Entries for pointing at labeled objects:

....

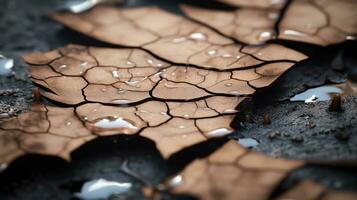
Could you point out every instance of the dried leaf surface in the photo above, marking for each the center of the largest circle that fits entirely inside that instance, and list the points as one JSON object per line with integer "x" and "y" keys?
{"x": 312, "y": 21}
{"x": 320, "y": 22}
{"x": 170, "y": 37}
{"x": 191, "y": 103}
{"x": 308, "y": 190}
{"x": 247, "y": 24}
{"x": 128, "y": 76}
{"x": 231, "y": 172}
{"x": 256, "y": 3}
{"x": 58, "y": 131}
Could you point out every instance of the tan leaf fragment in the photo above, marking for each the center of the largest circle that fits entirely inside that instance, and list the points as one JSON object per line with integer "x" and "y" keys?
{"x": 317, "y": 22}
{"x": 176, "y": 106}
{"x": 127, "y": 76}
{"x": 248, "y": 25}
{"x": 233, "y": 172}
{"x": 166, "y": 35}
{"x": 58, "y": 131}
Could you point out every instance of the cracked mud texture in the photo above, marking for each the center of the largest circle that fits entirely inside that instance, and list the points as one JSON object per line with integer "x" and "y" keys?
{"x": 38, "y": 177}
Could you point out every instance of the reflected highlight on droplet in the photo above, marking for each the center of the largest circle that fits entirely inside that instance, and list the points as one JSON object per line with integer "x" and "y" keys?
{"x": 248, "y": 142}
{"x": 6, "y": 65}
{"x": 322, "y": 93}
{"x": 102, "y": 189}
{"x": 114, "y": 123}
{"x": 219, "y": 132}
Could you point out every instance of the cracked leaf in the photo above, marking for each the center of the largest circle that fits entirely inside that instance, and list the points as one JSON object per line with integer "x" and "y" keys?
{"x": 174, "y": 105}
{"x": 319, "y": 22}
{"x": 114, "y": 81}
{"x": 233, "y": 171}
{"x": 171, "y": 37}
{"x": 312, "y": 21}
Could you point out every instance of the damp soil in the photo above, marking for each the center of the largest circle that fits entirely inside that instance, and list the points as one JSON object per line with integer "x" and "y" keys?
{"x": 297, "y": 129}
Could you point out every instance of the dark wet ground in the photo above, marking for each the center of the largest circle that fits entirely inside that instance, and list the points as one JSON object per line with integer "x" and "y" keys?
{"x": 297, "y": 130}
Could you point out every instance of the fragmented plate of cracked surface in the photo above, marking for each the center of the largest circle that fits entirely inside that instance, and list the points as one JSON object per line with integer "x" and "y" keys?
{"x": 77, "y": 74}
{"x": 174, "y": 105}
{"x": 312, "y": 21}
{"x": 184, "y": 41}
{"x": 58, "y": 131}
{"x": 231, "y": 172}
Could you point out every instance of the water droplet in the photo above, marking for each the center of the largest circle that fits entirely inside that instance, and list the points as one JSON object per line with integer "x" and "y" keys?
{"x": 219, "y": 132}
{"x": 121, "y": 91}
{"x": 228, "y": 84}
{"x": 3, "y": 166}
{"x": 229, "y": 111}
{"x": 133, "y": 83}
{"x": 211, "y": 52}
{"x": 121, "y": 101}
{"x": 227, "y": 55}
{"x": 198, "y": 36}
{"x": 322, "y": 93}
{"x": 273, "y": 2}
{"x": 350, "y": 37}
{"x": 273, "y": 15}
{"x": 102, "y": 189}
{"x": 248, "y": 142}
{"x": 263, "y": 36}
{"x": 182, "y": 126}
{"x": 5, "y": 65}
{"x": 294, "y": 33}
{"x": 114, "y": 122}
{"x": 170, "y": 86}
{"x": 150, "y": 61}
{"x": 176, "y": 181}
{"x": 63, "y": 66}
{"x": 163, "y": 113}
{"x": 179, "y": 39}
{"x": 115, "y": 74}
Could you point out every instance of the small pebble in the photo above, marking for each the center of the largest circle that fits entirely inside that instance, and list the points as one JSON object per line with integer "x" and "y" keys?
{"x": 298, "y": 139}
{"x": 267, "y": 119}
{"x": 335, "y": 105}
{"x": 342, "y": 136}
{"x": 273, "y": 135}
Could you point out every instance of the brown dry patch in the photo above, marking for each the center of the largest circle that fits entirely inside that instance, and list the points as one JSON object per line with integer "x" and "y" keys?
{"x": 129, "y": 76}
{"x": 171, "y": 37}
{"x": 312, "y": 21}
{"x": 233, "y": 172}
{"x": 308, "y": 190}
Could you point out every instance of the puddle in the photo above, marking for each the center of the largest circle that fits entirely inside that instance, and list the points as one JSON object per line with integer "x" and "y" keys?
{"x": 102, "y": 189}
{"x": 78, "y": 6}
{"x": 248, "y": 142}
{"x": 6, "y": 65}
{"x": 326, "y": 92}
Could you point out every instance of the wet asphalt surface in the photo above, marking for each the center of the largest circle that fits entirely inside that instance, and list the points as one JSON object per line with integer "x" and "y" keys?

....

--- TASK PROMPT ---
Reproduce all of the entries above word for word, omitting the pictures.

--- WRITTEN RESPONSE ---
Could you point out every instance of the dried leaf surface in the photo above, marking for each the center of the largest circle that fits entirely inside that instance, and list the points as one JSON object per line with integer "x" and "y" keys?
{"x": 312, "y": 21}
{"x": 320, "y": 22}
{"x": 170, "y": 37}
{"x": 191, "y": 103}
{"x": 308, "y": 190}
{"x": 247, "y": 24}
{"x": 128, "y": 76}
{"x": 231, "y": 172}
{"x": 256, "y": 3}
{"x": 58, "y": 131}
Could you point out every instance of the tan leaf fragment in the photo above, marking for each the center of the largest circle that fits entirely inside that instance, and list the points as one JSON object per line with integer "x" and "y" keys?
{"x": 317, "y": 22}
{"x": 176, "y": 106}
{"x": 127, "y": 76}
{"x": 248, "y": 25}
{"x": 233, "y": 172}
{"x": 166, "y": 35}
{"x": 58, "y": 131}
Could you point out every instance of the cracked mud texture in the photo above, marking for each the center of the largest circle that fits entirely inside that instance, and list the points as one JSON object per line with integer "x" and "y" keys?
{"x": 38, "y": 177}
Could you point out every instance of the reflected highlight on droplet in the photo above, marking for each the center of the largest circle that fits entirely inside that instance, and list the points as one JSON object per line with integer "x" and "y" keys?
{"x": 248, "y": 142}
{"x": 6, "y": 65}
{"x": 322, "y": 93}
{"x": 102, "y": 189}
{"x": 114, "y": 123}
{"x": 219, "y": 132}
Could you point out every instance of the cracked leaf in the photo above, marking for each the center of the largest circle that fits entirely inside that instance, and list the points as one JSON object per line with integer "x" and "y" keys?
{"x": 174, "y": 105}
{"x": 319, "y": 22}
{"x": 114, "y": 81}
{"x": 233, "y": 171}
{"x": 171, "y": 37}
{"x": 312, "y": 21}
Could you point out every instance of the damp soil in the photo above, marking for each the center of the largest circle that fits entirely inside that instance, and list the points as one JSON object per line with integer "x" and "y" keys?
{"x": 297, "y": 129}
Could you point out every instance of the dark wet ground in the photo above, marking for each the center of the largest circle that fits entirely inside that instance, and list the points as one JSON object per line with integer "x" and "y" keys?
{"x": 297, "y": 130}
Could you point out every instance of the fragmented plate of cracked surface in the photo above, marking for each the center of the largest circle that fits entirely inside that instance, and list the points as one JSON object per line with integer "x" and "y" keys?
{"x": 77, "y": 74}
{"x": 174, "y": 105}
{"x": 312, "y": 21}
{"x": 184, "y": 41}
{"x": 58, "y": 131}
{"x": 231, "y": 172}
Could you point out every instance of the water droplet in the photo above, marking for each the center of the largest circle that fits entirely inside that instance, and list the points as one JSON object per line with integer "x" and "y" keys?
{"x": 219, "y": 132}
{"x": 121, "y": 91}
{"x": 228, "y": 84}
{"x": 3, "y": 166}
{"x": 229, "y": 111}
{"x": 133, "y": 83}
{"x": 211, "y": 52}
{"x": 121, "y": 101}
{"x": 227, "y": 55}
{"x": 198, "y": 36}
{"x": 322, "y": 93}
{"x": 273, "y": 2}
{"x": 350, "y": 37}
{"x": 273, "y": 15}
{"x": 102, "y": 189}
{"x": 248, "y": 142}
{"x": 263, "y": 36}
{"x": 182, "y": 126}
{"x": 5, "y": 65}
{"x": 294, "y": 33}
{"x": 114, "y": 122}
{"x": 170, "y": 86}
{"x": 150, "y": 61}
{"x": 176, "y": 181}
{"x": 63, "y": 66}
{"x": 163, "y": 113}
{"x": 179, "y": 39}
{"x": 115, "y": 74}
Could you point out every instance of the small pebble in the photo above, marking for each the center of the largest circle that fits entirely inside that instance, and list the points as one JSON object per line with integer "x" and "y" keys?
{"x": 298, "y": 139}
{"x": 267, "y": 119}
{"x": 335, "y": 105}
{"x": 342, "y": 136}
{"x": 273, "y": 135}
Could you point out every instance of the brown dry patch in the photo above, marking for each the center of the largest circle that fits entirely inside that instance, and list the points as one JSON object per line with integer "x" and "y" keys?
{"x": 129, "y": 76}
{"x": 171, "y": 37}
{"x": 312, "y": 21}
{"x": 233, "y": 172}
{"x": 308, "y": 190}
Could you point out every instance of the puddle in the photo above, marking for each the center of the largest circle that fits entirely inside that instance, and list the points as one JSON object per line with integer "x" and "y" keys?
{"x": 102, "y": 189}
{"x": 78, "y": 6}
{"x": 248, "y": 142}
{"x": 6, "y": 65}
{"x": 326, "y": 92}
Could you point out every instance of the wet asphalt surface in the photo above, marking for each the center of the largest circle that fits entirely inside that instance, and list the points as one JSON object per line with integer "x" and "y" keys?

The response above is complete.